• EXTRACTED ENTRIES
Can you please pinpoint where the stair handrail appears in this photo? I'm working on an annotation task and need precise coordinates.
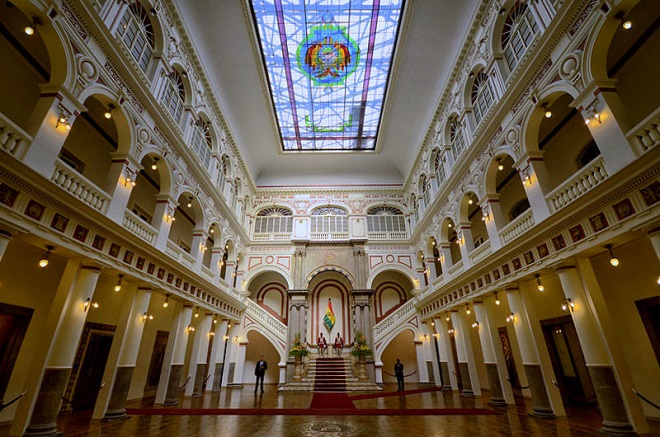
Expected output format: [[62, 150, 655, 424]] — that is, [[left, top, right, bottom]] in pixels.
[[631, 388, 660, 410], [0, 390, 27, 411]]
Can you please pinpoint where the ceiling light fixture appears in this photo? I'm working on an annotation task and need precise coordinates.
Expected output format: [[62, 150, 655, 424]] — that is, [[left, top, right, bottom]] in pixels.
[[605, 244, 619, 267], [534, 273, 545, 291], [23, 17, 41, 36], [115, 273, 124, 291], [39, 245, 55, 268]]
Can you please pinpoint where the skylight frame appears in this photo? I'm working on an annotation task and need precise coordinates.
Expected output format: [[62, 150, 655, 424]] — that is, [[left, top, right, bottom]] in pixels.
[[249, 0, 406, 153]]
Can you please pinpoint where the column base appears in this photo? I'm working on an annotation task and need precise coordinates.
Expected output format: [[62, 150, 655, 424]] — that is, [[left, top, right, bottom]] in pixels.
[[529, 408, 557, 419], [24, 368, 71, 436], [598, 420, 637, 435], [488, 398, 507, 407], [103, 409, 129, 422]]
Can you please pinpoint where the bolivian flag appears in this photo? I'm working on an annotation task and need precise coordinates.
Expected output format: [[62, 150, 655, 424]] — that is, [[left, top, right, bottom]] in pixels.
[[323, 299, 337, 331]]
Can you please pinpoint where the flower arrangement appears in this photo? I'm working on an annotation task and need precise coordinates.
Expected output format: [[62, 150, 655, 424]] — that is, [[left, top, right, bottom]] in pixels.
[[289, 335, 309, 357], [351, 331, 373, 358]]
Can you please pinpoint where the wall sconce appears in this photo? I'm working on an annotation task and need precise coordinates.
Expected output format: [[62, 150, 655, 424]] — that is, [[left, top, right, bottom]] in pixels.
[[561, 298, 575, 312], [103, 103, 115, 120], [83, 297, 99, 311], [55, 108, 71, 131], [614, 11, 632, 30], [534, 273, 545, 291], [541, 103, 552, 118], [115, 273, 124, 291], [605, 244, 619, 267], [584, 104, 602, 124], [39, 245, 55, 268], [23, 17, 41, 36]]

• EXERCISE INSTRUCTIONS
Could you recast all seven items above as a two-column CSV with the headers label_text and coordinates? Give one row per item, put its text and its answer each in a single quoted field with line breaks turned into spaces, and leave the pictures out.

• PROBLEM SOLUTION
label_text,coordinates
"Can you please pinpoint where the stair handrail appears in this photo? I'm working on an annotation task and need precise coordinates. Expected output format: [[62, 150, 655, 424]] — that is, [[left, top, right, bottom]] in pixels.","[[631, 388, 660, 410], [0, 390, 27, 411]]"
"Can you please pinpoint where the ceiling light fixture appears in this photo? I'm working on an annotation task and need precise coordinates. Expected output format: [[62, 150, 655, 424]] — that is, [[left, top, right, bottom]] in pixels.","[[605, 244, 619, 267], [534, 273, 545, 291], [23, 17, 41, 36], [115, 273, 124, 291], [39, 245, 55, 268]]"
"Can you please pinpoint where the skylight frame appears in this photo? I'm working on an annotation task and need precise coordinates. Expected output format: [[62, 150, 655, 424]] — that is, [[left, top, right, bottom]] in pixels.","[[249, 0, 406, 153]]"
"Can you please pinpoint where the column base appears in this photo? I'm working on an annotation task and need precise coordinates. Expected output format: [[62, 150, 655, 424]] — that is, [[left, top, right, bottom]] in pixels.","[[529, 408, 557, 419], [24, 368, 71, 436], [598, 420, 637, 435], [488, 398, 507, 407], [103, 409, 129, 422]]"
"Can you please pinpoint where the bolivian flag appears in this photo? I'm working on an annotation task and need precise coordinates. Expected output format: [[62, 150, 655, 424]] — that is, [[left, top, right, bottom]] in pixels.","[[323, 299, 337, 331]]"
"Can you please pinpoint where the flower arrangement appears in this photo? I'm working on an annotation task and need precise coordinates. Expected output format: [[62, 150, 655, 424]] — that is, [[left, top, right, bottom]] in pixels.","[[289, 335, 309, 357], [351, 331, 373, 358]]"
"Can you please pinpoint where the wall sconce appears in this photo? I'm working on an annotation task and need precise coordinates. Expected output format: [[62, 150, 655, 424]] — that is, [[left, top, right, bottom]] in pixels.","[[561, 298, 575, 312], [103, 103, 115, 120], [83, 297, 99, 311], [55, 108, 71, 131], [614, 11, 632, 30], [534, 273, 545, 291], [541, 103, 552, 118], [115, 273, 124, 291], [605, 244, 619, 267], [584, 104, 602, 124], [39, 245, 55, 268], [23, 17, 41, 36]]"